TEXTO FORNECIDO:
☆ ☆ ☆ ☆
O ensino infantil não passava de teoria e bons desejos. Seria ministrado em regime coeducativo e propunha-se o desenvolvimento integral da criança, de modo a beneficiá-la física, moral e intelectualmente, preparando-a para receber o ensino primário. Um dos objectivos a alcançar consistia na "fixação e criação de hábitos de ordem, asseio e higiene, pontualidade e método de trabalho". Abrangeria três classes, dos quatro aos sete anos.
O ensino elementar profissional, tal como o infantil, não passava também de teoria e bons propósitos. Era ministrado às crianças indígenas nas escolas rurais e destinava-se a criar hábitos de higiene, de compostura e de trabalho, predispondo os alunos a receber facilmente os benefícios da civilização, preparando o ingresso nas escolas-oficinas, das quais se considerava estádio preliminar. O ensino seria ministrado numa só classe e único curso, inicialmente em línguas indígenas mas com progressiva transição para a prática da língua portuguesa. Recomendava-se expressamente que a sua instalação se fizesse... com sobriedade.
O ensino profissional era ministrado nas escolas-oficinas, e tinha a finalidade de dar aos indígenas educação profissional, criando neles hábitos de trabalho e proporcionando-lhes os conhecimentos literários compatíveis com o seu desenvolvimento intelectual. Compreendia duas partes:—- a geral, com a instrução literária elementar; e a técnica, que tenderia para a especialização. Adoptar-se-ia, sempre que possível, o regime de internato; se isso não fosse possível, optar-se-ia pelo de semi-internato. No primeiro caso, não era permitida a coeducação de sexos. Seriam criadas em todas as circunscrições administrativas onde ainda não existissem. Anexa à escola haveria uma granja agrícola, integrada no estabelecimento.
☆ ☆ ☆ ☆
APLICAR A LEITURA:
(a) Segundo o texto sobre os tipos de ensino, que idades abrangeria o ensino infantil?
(b) Copie palavra por palavra, do texto sobre os tipos de ensino, tudo desde "O ensino infantil" até "aos sete anos.".

INFORMAÇÃO APRESENTADA:
☆ ☆ ☆ ☆
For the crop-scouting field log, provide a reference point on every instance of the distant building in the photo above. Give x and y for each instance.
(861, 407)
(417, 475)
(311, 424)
☆ ☆ ☆ ☆
RESPOSTAS AOS EXERCÍCIOS:
(a) Dos quatro aos sete anos.

(b)
O ensino infantil não passava de teoria e bons desejos. Seria ministrado em regime coeducativo e propunha-se o desenvolvimento integral da criança, de modo a beneficiá-la física, moral e intelectualmente, preparando-a para receber o ensino primário. Um dos objectivos a alcançar consistia na "fixação e criação de hábitos de ordem, asseio e higiene, pontualidade e método de trabalho". Abrangeria três classes, dos quatro aos sete anos.